- EXTRACTED TEXT -
Comment by jonas21

Comment by jonas21 13 hours ago

22 replies

What exactly are you basing this assertion on (other than your feelings)? Are you accusing Google of lying when they say in the technical report [1]:

> This impact results from: A 33x reduction in per-prompt energy consumption driven by software efficiencies—including a 23x reduction from model improvements, and a 1.4x reduction from improved machine utilization.

followed by a list of specific improvements they've made?

[1] https://services.google.com/fh/files/misc/measuring_the_envi...

esperent 13 hours ago

Unless marketing blogs from any company specifically say what model they are talking about, we should always assume they're hiding/conflating/mislabeling/misleading in every way possible. This is corporate media literacy 101.

The burden of proof is on Google here. If they've reduced gemini 2.5 energy use by 33x, they need to state that clearly. Otherwise a we should assume they're fudging the numbers, for example:

A) they've chosen one particular tiny model for this number

or

B) it's a median across all models including the tiny one they use for all search queries

EDIT: I've read over the report and it's B) as far as I can see

Without more info, any other reading of this is a failing on the reader's part, or wishful thinking if they want to feel good about their AI usage.

We should also be ready to change these assumptions if Google or another reputable party does confirm this applies to large models like Gemini 2.5, but should assume the least impressive possible reading until that missing info arrives.

Even more useful info would be how much electricity Google uses per month, and whether that has gone down or continued to grow in the period following this announcement. Because total energy use across their whole AI product range, including training, is the only number that really matters.

- TASKS AND EXERCISES -
(1) In the forum thread, what reduction in per-prompt energy consumption does the quoted technical report claim?
(2) List every reduction factor quoted from the technical report in the forum thread, along with what each one is attributed to.
(3) Write the next part of the forum thread about Google's energy figures, starting after its last sentence.

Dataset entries
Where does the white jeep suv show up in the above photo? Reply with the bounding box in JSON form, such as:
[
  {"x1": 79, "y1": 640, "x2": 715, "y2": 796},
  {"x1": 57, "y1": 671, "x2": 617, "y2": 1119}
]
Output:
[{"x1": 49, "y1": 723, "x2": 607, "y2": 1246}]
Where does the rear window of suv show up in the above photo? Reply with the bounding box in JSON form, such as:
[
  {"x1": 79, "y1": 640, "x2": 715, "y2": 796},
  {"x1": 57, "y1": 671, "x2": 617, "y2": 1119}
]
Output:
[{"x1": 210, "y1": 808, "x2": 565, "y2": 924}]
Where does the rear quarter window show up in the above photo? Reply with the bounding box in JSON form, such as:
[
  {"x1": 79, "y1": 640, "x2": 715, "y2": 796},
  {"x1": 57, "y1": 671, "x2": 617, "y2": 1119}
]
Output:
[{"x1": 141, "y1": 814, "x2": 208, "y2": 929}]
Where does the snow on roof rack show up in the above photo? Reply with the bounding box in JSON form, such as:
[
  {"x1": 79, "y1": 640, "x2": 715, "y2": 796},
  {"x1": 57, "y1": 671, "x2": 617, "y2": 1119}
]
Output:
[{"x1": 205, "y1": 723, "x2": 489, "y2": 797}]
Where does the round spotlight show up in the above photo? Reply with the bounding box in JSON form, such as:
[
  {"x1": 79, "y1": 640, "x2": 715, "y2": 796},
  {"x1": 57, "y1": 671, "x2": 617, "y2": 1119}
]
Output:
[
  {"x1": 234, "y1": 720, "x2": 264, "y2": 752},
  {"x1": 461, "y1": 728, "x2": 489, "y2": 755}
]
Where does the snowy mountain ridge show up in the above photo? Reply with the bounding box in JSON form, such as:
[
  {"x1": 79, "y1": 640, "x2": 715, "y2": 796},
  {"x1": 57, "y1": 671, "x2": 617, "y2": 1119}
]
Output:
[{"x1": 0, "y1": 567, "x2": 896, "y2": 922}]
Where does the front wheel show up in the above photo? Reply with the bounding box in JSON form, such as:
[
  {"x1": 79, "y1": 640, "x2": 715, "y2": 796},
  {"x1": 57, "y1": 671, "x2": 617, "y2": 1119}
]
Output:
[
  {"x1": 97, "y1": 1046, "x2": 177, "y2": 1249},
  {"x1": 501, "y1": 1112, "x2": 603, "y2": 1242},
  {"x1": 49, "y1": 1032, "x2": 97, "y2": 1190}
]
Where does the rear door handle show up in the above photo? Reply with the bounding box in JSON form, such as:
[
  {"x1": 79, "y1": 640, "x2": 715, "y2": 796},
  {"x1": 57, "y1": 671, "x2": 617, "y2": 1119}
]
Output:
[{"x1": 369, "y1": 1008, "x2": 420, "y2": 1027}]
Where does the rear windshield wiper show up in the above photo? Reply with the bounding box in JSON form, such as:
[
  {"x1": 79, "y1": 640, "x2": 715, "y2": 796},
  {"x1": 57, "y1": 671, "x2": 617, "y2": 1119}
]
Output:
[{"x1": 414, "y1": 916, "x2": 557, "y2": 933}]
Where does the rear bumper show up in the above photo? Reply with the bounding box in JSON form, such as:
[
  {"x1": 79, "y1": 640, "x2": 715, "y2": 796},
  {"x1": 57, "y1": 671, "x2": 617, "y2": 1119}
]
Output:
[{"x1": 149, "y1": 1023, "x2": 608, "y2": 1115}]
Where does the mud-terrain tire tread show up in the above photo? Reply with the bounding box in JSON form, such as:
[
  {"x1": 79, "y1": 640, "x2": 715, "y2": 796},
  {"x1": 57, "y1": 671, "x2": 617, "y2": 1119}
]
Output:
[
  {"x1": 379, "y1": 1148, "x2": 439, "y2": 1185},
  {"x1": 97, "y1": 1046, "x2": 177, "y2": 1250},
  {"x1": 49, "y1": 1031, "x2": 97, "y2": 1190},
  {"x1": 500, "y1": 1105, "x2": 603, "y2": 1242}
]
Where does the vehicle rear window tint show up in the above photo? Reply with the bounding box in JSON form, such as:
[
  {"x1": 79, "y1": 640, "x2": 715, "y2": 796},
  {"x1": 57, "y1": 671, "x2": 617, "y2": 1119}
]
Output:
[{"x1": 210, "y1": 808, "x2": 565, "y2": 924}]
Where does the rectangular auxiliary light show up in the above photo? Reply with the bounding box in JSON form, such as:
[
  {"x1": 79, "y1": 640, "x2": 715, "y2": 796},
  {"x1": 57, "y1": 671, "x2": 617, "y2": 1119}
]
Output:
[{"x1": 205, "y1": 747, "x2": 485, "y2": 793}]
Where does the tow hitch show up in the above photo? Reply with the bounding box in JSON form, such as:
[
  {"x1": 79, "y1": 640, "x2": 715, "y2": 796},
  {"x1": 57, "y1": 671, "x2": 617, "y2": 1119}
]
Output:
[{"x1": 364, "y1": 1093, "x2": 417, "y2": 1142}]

...

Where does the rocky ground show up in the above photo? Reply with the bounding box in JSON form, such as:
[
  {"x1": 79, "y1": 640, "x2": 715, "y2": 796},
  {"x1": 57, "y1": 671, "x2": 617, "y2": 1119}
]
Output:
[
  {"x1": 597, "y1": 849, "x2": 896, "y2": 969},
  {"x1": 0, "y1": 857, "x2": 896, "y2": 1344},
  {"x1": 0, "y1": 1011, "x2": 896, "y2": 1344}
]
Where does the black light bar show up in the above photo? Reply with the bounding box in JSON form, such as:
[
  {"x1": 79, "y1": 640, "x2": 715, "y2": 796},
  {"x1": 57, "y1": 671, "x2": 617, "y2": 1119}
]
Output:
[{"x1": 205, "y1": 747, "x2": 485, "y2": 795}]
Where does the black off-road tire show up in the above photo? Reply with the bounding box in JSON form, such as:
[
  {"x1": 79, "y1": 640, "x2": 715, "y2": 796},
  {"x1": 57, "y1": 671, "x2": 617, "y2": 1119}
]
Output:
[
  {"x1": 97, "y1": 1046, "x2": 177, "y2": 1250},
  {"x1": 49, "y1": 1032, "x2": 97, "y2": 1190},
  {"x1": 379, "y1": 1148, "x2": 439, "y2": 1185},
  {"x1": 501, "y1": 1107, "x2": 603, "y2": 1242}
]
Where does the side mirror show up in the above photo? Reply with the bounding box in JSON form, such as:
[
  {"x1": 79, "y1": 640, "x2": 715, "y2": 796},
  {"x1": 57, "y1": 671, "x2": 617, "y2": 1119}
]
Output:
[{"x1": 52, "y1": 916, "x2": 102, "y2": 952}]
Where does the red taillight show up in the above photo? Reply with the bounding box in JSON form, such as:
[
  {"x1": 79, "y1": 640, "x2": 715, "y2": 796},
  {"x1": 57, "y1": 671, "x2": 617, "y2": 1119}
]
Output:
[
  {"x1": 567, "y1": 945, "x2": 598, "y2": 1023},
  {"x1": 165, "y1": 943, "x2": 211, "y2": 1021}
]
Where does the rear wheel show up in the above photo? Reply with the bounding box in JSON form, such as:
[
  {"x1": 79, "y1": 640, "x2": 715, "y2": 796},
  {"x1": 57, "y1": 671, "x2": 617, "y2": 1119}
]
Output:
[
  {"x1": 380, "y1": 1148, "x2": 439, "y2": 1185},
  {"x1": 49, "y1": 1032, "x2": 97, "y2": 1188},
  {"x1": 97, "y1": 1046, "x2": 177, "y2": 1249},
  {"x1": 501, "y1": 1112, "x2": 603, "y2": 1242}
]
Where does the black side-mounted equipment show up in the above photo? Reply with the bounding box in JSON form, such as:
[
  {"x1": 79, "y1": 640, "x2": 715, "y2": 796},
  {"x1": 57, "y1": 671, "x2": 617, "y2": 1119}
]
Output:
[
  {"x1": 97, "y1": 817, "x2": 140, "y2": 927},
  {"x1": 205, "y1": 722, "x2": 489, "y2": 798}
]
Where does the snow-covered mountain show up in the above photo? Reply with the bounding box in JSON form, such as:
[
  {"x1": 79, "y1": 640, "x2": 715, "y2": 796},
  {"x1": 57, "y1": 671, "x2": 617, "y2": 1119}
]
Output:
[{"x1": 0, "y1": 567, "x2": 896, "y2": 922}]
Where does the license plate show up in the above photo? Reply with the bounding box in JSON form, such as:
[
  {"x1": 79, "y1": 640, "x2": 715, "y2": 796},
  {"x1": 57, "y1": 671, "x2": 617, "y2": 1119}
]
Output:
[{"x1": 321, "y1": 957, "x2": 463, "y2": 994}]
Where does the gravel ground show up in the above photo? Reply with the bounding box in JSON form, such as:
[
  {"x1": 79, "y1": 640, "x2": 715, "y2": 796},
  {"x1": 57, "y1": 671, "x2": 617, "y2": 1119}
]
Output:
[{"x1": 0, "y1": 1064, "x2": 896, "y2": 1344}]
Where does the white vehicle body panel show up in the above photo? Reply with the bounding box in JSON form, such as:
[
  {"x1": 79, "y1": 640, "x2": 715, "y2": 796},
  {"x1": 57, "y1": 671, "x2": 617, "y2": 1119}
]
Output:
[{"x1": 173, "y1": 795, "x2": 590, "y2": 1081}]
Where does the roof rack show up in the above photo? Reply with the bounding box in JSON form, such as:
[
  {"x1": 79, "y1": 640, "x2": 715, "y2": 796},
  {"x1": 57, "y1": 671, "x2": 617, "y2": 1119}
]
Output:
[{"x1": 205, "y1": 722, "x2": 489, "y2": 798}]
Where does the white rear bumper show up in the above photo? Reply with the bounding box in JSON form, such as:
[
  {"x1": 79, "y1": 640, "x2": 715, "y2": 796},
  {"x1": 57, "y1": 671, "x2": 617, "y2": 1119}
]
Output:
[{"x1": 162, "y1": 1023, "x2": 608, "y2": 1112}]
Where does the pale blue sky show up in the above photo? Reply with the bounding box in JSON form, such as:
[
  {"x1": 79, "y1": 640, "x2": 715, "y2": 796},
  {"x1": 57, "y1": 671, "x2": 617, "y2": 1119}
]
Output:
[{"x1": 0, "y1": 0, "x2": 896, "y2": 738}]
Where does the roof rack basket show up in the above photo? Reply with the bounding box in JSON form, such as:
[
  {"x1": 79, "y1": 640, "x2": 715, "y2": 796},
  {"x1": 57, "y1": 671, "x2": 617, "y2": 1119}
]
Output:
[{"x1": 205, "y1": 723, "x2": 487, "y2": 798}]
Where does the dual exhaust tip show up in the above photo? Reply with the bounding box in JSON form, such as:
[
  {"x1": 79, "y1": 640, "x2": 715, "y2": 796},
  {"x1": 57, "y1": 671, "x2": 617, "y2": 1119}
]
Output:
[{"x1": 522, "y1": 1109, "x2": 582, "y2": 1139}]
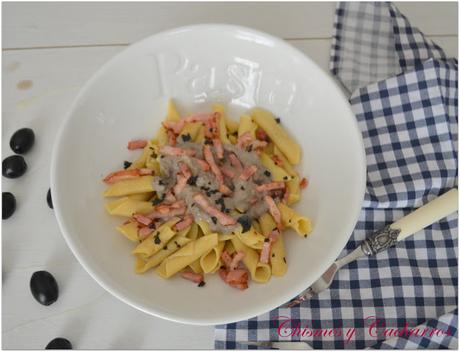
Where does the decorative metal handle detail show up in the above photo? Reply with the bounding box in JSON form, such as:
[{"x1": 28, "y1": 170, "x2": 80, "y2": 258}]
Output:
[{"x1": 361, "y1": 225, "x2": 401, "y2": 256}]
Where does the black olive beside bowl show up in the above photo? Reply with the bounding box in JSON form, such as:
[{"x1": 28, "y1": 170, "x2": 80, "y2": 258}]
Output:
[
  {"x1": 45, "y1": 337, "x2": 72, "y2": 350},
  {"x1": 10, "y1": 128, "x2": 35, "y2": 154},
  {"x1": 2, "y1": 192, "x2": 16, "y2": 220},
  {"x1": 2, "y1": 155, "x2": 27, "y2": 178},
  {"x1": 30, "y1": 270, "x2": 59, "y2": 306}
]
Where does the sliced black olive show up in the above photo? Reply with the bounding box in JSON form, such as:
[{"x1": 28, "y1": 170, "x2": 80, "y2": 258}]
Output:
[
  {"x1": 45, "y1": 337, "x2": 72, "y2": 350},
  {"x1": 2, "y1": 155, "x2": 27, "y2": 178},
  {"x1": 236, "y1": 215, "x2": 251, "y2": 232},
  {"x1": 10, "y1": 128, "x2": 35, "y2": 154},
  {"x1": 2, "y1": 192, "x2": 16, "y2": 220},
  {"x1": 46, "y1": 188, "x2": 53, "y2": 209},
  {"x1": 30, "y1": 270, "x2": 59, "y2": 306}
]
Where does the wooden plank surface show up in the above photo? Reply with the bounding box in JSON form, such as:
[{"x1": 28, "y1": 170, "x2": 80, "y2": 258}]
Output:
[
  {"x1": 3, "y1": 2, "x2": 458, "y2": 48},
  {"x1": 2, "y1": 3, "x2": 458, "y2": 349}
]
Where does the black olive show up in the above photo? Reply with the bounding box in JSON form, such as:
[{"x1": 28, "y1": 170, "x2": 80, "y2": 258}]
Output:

--

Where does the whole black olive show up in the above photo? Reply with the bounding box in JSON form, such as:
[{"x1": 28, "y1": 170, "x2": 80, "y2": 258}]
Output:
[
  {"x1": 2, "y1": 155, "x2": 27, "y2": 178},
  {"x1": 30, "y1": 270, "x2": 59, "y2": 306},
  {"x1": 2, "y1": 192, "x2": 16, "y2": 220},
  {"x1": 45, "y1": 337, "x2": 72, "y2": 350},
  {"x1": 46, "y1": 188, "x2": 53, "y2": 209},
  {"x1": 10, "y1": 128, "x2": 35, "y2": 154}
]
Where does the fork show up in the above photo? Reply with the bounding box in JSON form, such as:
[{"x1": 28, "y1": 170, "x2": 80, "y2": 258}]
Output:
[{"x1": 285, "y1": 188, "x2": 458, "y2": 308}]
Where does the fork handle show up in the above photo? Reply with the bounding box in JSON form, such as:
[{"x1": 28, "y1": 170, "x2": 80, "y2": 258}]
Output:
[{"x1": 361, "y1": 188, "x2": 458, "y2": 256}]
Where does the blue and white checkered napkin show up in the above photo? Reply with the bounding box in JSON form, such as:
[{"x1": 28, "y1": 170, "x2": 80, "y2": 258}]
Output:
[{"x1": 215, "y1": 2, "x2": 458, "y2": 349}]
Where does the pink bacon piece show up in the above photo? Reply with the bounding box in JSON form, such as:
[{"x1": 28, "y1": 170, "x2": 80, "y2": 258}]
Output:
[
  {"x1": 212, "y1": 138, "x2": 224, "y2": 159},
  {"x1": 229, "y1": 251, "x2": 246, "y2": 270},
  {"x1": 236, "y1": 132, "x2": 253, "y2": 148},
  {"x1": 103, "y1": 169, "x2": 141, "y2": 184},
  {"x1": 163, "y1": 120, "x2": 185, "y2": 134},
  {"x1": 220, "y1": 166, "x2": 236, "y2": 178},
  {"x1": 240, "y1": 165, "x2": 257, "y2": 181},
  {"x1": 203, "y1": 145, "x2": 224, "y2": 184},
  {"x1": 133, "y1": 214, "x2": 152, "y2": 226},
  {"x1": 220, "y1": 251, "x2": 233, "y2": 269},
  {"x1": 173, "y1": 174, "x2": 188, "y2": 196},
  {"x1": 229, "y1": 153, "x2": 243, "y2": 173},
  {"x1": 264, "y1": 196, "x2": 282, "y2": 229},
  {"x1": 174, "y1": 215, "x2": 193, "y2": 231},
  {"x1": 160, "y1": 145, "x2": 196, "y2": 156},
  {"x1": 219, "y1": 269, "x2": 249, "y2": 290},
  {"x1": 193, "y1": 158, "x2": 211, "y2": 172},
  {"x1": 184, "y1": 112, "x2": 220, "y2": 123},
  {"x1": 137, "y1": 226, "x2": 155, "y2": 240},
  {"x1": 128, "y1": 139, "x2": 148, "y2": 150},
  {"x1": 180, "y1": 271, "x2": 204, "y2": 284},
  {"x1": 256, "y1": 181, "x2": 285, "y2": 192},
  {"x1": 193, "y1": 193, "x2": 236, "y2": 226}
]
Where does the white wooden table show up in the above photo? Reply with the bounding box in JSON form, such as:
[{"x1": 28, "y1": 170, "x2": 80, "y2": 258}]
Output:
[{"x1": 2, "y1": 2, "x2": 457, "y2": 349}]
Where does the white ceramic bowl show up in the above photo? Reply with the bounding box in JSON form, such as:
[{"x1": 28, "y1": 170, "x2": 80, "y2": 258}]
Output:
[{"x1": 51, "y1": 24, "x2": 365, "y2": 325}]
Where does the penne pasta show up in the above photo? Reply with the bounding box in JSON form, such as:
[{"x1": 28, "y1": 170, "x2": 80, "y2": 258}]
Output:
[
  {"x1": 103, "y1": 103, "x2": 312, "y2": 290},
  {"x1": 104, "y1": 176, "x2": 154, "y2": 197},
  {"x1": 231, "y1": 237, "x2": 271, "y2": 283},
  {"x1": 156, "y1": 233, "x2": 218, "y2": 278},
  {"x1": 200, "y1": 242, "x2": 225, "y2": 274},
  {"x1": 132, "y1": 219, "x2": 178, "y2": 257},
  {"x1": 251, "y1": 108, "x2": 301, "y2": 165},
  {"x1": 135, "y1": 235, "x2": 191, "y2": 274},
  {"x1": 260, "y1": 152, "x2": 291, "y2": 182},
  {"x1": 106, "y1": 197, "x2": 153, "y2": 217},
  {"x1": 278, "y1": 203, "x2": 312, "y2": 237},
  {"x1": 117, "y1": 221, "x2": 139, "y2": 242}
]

- RESULTS OF THE TASKS -
(1) A 33x reduction.

(2)
- 33x: per-prompt energy consumption, driven by software efficiencies
- 23x: model improvements
- 1.4x: improved machine utilization

(3)
  • mquander 12 hours ago

    You should not assume that "they've chosen one particular tiny model", or "it's a median across all models including the tiny one they use for all search queries" because those are totally made up assumptions that have nothing to do with what they say they measured. They measured the Gemini Apps product that completes text prompts. They also provided a chart showing that the thing they are measuring scores comparably to GPT-4o on LM Arena.

    • penteract 11 hours ago

      From the report:

      > To calculate the energy consumption for the median Gemini Apps text prompt on a given day, we first determine the average energy/prompt for each model, and then rank these models by their energy/prompt values. We then construct a cumulative distribution of text prompts along this energy-ranked list to identify the model that serves the 50-th percentile prompt.

      They are measuring more than one model. I assume this statement describes how they chose which model to report the LM arena score for, and it's a ridiculous way to do so - the LM arena score calculated this way could change dramatically day-to-day.

  • mgraczyk 12 hours ago

    > total energy use across their whole AI product range, including training, is the only number that really matters.

    What if they are serving more requests?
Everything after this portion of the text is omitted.